» PROBLEM STATEMENT
Return every record below unchanged, reproducing each line character for character.

» Annotation dataset records
◆ ◆ ◆
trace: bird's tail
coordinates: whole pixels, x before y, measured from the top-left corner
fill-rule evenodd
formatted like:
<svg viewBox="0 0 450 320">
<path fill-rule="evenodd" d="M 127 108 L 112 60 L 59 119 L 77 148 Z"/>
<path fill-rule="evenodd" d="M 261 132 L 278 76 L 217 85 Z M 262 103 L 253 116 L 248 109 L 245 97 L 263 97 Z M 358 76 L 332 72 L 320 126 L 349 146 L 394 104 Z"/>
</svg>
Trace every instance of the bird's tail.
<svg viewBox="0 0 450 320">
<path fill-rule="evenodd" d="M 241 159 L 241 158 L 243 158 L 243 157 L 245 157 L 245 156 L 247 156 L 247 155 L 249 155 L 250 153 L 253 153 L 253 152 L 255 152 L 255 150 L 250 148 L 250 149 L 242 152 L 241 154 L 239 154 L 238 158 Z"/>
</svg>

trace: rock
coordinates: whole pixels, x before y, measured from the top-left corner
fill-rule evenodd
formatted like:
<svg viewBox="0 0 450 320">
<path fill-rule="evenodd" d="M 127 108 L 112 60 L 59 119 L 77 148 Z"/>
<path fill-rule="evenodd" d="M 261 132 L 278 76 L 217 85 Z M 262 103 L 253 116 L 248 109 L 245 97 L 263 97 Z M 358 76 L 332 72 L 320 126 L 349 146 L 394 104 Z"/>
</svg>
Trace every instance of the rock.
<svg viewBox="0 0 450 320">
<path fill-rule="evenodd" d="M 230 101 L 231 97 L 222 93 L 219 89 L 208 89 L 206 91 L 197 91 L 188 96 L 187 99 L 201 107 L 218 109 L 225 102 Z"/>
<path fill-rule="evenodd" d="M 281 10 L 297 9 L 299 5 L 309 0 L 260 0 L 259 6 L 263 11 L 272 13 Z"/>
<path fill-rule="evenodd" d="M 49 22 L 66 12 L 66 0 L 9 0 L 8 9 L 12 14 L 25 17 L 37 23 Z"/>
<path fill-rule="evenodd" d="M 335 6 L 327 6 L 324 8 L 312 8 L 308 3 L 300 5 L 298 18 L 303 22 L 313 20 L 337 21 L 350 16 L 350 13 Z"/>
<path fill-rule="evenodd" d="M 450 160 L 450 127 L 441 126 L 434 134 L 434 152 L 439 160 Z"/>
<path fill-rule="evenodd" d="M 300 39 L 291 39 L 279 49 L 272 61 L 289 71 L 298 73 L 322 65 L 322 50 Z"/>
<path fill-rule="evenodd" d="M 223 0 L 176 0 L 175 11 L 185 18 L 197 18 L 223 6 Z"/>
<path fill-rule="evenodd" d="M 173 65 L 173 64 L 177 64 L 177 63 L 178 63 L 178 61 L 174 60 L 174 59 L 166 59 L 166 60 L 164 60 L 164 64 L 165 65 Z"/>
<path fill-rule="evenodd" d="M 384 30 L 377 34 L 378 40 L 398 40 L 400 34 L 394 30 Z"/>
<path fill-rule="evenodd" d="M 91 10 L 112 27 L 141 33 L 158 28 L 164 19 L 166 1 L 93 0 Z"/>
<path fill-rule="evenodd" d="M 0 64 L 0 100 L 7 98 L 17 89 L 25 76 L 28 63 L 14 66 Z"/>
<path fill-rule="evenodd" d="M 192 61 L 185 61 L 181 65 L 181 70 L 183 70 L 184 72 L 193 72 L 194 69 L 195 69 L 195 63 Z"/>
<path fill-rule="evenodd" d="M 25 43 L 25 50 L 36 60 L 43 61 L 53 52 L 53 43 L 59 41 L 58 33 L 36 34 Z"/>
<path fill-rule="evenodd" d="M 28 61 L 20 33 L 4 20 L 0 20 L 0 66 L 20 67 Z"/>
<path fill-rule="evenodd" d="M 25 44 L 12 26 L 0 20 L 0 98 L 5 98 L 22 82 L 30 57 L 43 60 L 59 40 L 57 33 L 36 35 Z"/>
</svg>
◆ ◆ ◆
» WRITTEN ANSWER
trace: bird's tail
coordinates: whole pixels, x before y, measured from the top-left corner
fill-rule evenodd
formatted like:
<svg viewBox="0 0 450 320">
<path fill-rule="evenodd" d="M 127 108 L 112 60 L 59 119 L 77 148 Z"/>
<path fill-rule="evenodd" d="M 261 132 L 278 76 L 217 85 Z M 262 103 L 253 116 L 248 109 L 245 97 L 263 97 Z M 358 76 L 332 72 L 320 126 L 349 146 L 394 104 Z"/>
</svg>
Trace every instance of the bird's tail.
<svg viewBox="0 0 450 320">
<path fill-rule="evenodd" d="M 241 159 L 241 158 L 243 158 L 243 157 L 245 157 L 245 156 L 247 156 L 247 155 L 249 155 L 250 153 L 253 153 L 253 152 L 255 152 L 255 150 L 250 148 L 250 149 L 242 152 L 241 154 L 239 154 L 238 158 Z"/>
</svg>

trace: rock
coordinates: whole pixels, x before y, measured from the top-left corner
fill-rule evenodd
formatted like:
<svg viewBox="0 0 450 320">
<path fill-rule="evenodd" d="M 127 108 L 112 60 L 59 119 L 77 148 Z"/>
<path fill-rule="evenodd" d="M 261 132 L 278 76 L 217 85 Z M 262 103 L 253 116 L 248 109 L 245 97 L 263 97 Z M 358 76 L 332 72 L 320 126 L 349 146 L 394 104 Z"/>
</svg>
Trace every instance of the rock.
<svg viewBox="0 0 450 320">
<path fill-rule="evenodd" d="M 230 101 L 231 97 L 222 93 L 219 89 L 208 89 L 206 91 L 197 91 L 188 96 L 187 99 L 201 107 L 218 109 L 225 102 Z"/>
<path fill-rule="evenodd" d="M 281 10 L 297 9 L 299 5 L 309 0 L 260 0 L 259 6 L 263 11 L 272 13 Z"/>
<path fill-rule="evenodd" d="M 49 22 L 66 12 L 66 0 L 9 0 L 8 9 L 12 14 L 25 17 L 37 23 Z"/>
<path fill-rule="evenodd" d="M 335 6 L 327 6 L 324 8 L 312 8 L 308 3 L 300 5 L 298 18 L 303 22 L 313 20 L 337 21 L 350 16 L 350 13 Z"/>
<path fill-rule="evenodd" d="M 450 160 L 450 127 L 441 126 L 434 134 L 434 152 L 439 160 Z"/>
<path fill-rule="evenodd" d="M 300 39 L 291 39 L 279 49 L 272 61 L 289 71 L 298 73 L 322 65 L 322 50 Z"/>
<path fill-rule="evenodd" d="M 223 0 L 176 0 L 175 11 L 185 18 L 197 18 L 223 6 Z"/>
<path fill-rule="evenodd" d="M 173 65 L 173 64 L 177 64 L 177 63 L 178 63 L 178 61 L 174 60 L 174 59 L 166 59 L 166 60 L 164 60 L 164 64 L 165 65 Z"/>
<path fill-rule="evenodd" d="M 384 30 L 377 34 L 378 40 L 398 40 L 400 34 L 394 30 Z"/>
<path fill-rule="evenodd" d="M 91 10 L 112 27 L 141 33 L 158 28 L 164 19 L 166 1 L 93 0 Z"/>
<path fill-rule="evenodd" d="M 0 64 L 0 100 L 7 98 L 17 89 L 25 76 L 28 63 L 14 66 Z"/>
<path fill-rule="evenodd" d="M 192 61 L 185 61 L 181 65 L 181 70 L 183 70 L 184 72 L 193 72 L 194 69 L 195 69 L 195 63 Z"/>
<path fill-rule="evenodd" d="M 25 43 L 25 50 L 36 60 L 43 61 L 53 52 L 53 43 L 59 41 L 58 33 L 36 34 Z"/>
<path fill-rule="evenodd" d="M 28 61 L 20 33 L 4 20 L 0 20 L 0 66 L 20 67 Z"/>
<path fill-rule="evenodd" d="M 25 44 L 12 26 L 0 20 L 0 98 L 5 98 L 22 82 L 30 57 L 43 60 L 59 40 L 57 33 L 36 35 Z"/>
</svg>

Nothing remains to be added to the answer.